··· Document

Before WATHEN, C.J., and CLIFFORD, RUDMAN, DANA, LIPEZ, and SAUFLEY, JJ.
LIPEZ, Justice.
[¶ 1] George Michael Deering appeals from the judgment entered in the Superior Court (Penobscot County, Mead, J.) following a jury-waived trial at which he was found guilty of aggravated furnishing of a schedule Z drug in violation of 17-A M.R.S.A. § 1105 (1983 Supp. 1997).[1] On appeal Deering argues that because the trier of fact found that he possessed less than 1 1/4 ounces of marijuana, he cannot be convicted of aggravated furnishing as a matter of law. Alternatively, Deering contends that there was insufficient evidence for the trier of fact to find that he possessed marijuana. We affirm the judgment.
I.

······
··· Data excerpts

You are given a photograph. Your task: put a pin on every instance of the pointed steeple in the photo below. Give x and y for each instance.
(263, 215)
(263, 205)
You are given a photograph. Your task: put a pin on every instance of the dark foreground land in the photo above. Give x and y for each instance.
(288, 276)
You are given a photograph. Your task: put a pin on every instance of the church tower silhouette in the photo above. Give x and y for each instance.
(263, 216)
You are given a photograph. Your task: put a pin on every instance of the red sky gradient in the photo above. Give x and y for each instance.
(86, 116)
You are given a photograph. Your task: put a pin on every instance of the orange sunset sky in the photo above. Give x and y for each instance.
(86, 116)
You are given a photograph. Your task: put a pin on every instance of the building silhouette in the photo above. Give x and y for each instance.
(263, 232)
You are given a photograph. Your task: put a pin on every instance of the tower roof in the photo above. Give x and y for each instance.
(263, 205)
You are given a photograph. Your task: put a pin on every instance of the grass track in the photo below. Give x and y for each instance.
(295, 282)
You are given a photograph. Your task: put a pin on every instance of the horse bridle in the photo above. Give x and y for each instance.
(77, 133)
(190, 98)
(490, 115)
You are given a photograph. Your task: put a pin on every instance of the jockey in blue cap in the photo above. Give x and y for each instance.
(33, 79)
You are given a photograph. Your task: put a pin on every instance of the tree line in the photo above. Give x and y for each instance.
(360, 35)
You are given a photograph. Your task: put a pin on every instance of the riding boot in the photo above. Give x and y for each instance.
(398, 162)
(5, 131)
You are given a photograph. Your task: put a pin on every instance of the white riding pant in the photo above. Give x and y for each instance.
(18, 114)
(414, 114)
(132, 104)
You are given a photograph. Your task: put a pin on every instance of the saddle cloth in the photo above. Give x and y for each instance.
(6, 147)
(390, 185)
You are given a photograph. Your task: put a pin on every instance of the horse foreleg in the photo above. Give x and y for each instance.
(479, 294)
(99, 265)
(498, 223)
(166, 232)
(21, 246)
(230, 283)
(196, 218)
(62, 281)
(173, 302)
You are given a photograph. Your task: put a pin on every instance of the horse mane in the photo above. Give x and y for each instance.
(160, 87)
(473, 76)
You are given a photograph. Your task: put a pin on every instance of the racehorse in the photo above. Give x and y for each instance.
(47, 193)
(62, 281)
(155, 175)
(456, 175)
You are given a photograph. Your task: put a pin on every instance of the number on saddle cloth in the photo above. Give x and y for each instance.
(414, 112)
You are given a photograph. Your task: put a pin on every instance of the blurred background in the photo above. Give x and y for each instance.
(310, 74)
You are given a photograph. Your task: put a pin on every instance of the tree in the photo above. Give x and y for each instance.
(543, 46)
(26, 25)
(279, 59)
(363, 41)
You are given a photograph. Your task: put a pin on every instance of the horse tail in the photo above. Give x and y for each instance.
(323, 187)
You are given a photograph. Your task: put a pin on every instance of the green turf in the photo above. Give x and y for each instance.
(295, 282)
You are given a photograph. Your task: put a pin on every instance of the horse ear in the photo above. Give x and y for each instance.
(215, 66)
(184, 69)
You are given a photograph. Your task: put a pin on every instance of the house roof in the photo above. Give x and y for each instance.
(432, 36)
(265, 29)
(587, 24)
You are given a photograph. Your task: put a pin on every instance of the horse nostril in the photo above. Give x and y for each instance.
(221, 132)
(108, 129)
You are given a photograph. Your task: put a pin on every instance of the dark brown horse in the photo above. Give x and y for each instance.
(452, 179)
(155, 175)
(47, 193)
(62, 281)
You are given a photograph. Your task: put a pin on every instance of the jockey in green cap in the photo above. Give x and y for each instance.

······

**Requirements**
Carry on the court opinion on Deering's appeal, starting right after its last line. The lines are separate material and are not part of the court opinion.

**Written response**
[¶ 2] The record reflects that the trier of fact could have found the following. At about 11:30 p.m. on May 12, 1994, Officer Garry Higgins of the Bangor Police Department arrested Deering for violating a condition of release. While conducting a patdown search of Deering to check for needles and weapons, Higgins found three empty plastic baggies in Deering’s pant pocket, an “amount of cash” in another pocket, and felt what he believed to be a set of keys, a wallet, and personal hygiene items. Higgins handcuffed Deering, placed him in the back of his police cruiser, and called for a backup officer.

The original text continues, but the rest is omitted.